Data for this task:
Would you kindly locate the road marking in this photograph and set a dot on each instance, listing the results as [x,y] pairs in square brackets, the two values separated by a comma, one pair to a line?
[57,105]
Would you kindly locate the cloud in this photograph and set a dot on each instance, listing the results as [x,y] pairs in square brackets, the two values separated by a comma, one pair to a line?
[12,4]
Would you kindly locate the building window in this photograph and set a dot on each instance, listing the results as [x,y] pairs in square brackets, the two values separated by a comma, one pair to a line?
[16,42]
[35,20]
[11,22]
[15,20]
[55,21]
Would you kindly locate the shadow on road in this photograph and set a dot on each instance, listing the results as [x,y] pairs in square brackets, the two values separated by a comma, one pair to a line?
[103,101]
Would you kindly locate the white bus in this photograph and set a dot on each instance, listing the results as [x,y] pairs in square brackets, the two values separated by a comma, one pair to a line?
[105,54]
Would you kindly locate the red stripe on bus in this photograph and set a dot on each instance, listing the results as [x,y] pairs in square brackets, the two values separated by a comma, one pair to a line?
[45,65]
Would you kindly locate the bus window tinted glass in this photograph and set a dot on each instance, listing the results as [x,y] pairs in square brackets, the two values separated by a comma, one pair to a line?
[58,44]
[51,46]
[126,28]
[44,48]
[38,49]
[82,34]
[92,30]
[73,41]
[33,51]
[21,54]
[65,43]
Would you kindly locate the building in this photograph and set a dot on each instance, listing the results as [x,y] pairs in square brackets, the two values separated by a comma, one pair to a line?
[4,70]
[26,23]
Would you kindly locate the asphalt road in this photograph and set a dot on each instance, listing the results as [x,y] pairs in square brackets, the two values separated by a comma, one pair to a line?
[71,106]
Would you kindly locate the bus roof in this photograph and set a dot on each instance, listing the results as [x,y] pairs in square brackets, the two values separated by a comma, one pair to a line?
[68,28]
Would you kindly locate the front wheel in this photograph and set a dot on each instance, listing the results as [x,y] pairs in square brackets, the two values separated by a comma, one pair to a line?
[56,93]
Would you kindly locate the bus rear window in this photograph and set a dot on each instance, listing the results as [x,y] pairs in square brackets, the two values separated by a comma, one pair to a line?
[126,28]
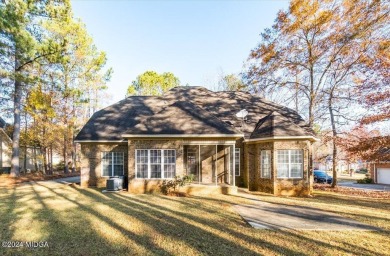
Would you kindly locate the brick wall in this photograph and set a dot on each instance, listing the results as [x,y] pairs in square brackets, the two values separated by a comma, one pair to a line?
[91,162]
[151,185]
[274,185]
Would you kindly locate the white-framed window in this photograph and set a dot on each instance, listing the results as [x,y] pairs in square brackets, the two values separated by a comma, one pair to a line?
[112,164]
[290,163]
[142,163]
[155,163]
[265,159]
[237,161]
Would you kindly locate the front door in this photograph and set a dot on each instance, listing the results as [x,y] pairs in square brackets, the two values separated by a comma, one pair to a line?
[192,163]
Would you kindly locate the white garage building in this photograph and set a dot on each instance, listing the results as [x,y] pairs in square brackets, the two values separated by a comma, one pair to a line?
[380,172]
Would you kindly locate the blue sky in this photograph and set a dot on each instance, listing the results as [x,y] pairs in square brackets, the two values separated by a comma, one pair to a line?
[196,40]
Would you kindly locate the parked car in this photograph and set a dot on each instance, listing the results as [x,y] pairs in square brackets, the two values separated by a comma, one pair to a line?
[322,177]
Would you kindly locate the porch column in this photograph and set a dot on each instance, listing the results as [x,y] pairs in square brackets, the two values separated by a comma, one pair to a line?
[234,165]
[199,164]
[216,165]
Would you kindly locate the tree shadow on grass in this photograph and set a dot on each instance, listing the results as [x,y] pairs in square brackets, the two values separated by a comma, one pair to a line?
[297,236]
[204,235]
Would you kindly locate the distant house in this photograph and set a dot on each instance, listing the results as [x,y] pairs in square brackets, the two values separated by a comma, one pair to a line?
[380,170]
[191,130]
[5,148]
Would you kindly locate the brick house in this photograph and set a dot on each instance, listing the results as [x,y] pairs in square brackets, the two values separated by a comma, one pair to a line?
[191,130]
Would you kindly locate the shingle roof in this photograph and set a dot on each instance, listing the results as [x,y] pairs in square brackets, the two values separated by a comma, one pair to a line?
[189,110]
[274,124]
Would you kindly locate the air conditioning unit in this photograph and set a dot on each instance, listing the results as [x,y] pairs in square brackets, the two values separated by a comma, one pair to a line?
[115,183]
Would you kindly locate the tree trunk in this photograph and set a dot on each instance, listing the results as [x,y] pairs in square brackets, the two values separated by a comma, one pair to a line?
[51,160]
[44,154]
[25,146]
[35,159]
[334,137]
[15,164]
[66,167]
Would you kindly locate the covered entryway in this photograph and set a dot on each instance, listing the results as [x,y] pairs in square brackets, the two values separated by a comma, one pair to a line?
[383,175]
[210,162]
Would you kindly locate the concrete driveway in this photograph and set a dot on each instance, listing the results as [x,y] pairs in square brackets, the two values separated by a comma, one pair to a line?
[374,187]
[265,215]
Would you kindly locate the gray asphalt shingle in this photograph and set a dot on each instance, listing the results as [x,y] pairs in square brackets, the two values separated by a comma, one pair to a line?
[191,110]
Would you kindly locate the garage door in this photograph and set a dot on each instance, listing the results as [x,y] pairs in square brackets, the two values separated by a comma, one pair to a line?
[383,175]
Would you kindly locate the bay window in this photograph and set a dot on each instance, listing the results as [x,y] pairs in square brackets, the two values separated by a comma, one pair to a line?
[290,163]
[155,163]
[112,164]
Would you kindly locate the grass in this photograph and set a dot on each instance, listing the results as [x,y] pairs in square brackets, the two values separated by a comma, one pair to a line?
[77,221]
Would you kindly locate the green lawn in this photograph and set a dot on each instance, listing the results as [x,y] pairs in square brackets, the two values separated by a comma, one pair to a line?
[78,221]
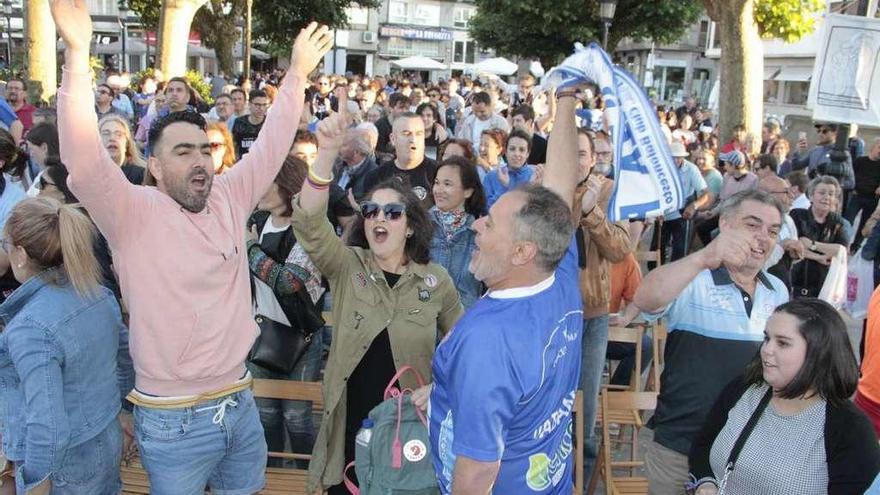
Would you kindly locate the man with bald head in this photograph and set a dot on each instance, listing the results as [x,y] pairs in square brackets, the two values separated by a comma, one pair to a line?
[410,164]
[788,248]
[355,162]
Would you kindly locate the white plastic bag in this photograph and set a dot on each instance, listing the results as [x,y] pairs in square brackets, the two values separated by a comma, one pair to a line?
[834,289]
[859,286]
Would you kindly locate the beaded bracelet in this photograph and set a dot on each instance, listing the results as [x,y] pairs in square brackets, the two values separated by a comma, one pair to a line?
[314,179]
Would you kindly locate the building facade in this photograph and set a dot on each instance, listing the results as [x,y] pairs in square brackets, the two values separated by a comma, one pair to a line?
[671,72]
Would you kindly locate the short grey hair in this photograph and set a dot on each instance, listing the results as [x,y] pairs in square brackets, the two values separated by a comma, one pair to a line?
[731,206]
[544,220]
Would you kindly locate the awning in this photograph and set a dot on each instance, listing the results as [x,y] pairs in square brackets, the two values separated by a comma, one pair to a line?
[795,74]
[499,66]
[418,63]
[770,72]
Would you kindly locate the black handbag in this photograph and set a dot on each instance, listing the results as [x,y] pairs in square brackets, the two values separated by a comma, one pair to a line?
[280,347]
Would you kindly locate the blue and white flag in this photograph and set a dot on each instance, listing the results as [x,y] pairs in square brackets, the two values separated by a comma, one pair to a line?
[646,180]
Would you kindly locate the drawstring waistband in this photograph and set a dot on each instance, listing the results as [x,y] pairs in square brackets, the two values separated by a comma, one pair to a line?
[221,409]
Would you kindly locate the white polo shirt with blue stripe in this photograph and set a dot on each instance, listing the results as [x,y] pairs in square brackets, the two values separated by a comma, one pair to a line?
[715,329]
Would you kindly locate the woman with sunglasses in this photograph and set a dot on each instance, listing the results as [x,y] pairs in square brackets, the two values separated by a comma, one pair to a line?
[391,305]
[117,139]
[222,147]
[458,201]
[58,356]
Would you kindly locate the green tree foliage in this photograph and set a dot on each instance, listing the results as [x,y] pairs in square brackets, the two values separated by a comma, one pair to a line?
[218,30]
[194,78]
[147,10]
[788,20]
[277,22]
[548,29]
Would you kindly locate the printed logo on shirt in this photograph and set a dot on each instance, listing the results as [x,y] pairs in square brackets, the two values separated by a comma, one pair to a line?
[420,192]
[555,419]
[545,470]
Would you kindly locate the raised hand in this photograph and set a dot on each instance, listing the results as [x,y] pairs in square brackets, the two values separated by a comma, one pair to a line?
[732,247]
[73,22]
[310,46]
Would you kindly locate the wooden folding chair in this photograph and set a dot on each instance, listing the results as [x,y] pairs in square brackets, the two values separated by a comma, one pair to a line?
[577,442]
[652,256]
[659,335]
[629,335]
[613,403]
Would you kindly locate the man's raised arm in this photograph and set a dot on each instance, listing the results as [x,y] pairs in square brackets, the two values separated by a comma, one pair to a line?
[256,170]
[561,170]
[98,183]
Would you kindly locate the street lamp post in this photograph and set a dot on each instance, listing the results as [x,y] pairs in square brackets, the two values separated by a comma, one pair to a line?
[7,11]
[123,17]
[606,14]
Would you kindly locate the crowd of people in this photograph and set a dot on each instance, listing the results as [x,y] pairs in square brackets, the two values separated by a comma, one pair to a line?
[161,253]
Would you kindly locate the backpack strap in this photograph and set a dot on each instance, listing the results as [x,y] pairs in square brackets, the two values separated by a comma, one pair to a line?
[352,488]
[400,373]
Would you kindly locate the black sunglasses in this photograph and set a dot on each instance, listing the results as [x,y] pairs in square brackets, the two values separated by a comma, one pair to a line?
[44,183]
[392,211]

* * *

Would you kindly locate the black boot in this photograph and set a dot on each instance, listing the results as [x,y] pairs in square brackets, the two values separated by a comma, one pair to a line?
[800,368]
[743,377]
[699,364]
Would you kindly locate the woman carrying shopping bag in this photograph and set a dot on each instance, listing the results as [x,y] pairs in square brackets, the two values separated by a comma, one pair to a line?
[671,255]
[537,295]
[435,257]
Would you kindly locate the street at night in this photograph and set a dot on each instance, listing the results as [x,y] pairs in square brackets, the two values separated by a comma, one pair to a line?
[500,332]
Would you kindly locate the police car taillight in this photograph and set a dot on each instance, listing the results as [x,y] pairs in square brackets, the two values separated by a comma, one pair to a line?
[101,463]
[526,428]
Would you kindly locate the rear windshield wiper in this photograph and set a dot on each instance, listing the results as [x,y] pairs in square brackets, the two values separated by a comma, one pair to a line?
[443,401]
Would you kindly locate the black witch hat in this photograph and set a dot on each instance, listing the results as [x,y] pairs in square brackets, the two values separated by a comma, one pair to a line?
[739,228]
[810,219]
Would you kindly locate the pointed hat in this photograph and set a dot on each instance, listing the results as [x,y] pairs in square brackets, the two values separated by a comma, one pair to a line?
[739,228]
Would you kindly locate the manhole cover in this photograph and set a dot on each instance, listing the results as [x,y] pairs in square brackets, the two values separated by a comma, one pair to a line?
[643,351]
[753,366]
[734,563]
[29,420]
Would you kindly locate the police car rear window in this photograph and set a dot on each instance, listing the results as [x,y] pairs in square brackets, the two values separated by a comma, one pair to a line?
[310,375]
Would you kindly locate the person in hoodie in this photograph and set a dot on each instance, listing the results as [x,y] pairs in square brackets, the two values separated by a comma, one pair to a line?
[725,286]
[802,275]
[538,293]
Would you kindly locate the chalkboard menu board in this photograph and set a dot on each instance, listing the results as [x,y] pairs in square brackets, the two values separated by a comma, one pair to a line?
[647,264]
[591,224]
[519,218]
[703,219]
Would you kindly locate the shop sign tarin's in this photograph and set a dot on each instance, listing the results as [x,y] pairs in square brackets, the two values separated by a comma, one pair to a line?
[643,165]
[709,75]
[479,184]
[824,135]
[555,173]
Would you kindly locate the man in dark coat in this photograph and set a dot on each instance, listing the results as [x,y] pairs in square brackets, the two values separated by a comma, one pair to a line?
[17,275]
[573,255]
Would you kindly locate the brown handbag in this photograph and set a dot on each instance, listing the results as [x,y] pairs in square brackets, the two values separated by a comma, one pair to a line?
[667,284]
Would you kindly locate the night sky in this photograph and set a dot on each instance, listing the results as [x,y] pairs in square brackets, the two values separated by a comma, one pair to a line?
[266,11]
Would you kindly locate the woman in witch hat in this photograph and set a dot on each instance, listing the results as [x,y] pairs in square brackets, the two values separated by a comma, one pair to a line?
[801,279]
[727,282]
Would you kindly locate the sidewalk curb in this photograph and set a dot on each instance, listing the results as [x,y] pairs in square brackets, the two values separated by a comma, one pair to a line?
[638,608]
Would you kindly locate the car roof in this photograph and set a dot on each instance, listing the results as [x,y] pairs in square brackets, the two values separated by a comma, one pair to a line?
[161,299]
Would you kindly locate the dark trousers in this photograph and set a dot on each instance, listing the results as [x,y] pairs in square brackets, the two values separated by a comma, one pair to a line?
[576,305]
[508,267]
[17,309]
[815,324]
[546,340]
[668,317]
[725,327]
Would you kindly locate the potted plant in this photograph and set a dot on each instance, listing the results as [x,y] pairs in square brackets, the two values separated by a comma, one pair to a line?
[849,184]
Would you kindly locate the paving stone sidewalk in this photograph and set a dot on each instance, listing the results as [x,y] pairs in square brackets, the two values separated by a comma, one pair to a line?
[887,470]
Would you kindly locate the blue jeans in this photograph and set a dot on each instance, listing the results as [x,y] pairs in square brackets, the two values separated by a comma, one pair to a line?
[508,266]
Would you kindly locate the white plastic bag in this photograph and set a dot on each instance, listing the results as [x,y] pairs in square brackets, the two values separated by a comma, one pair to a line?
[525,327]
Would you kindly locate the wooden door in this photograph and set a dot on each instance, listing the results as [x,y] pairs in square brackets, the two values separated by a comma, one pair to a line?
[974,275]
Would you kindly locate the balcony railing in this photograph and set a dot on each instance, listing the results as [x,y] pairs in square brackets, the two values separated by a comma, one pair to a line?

Exercise brief: List, in their original order, all lines of the material above that contain the word "police", reproducing each line in full.

Solution to this exercise:
Would you kindly locate the police car taillight in this photograph and set a dot on each instance, listing the results as [x,y] pairs in square brackets, the two values separated by a comma, one pair to a line?
Would you kindly locate the police car rear window in this photograph and set a dot on each instance, listing the results as [x,y] pairs in square brackets, the two values separated by a comma, one pair to a line?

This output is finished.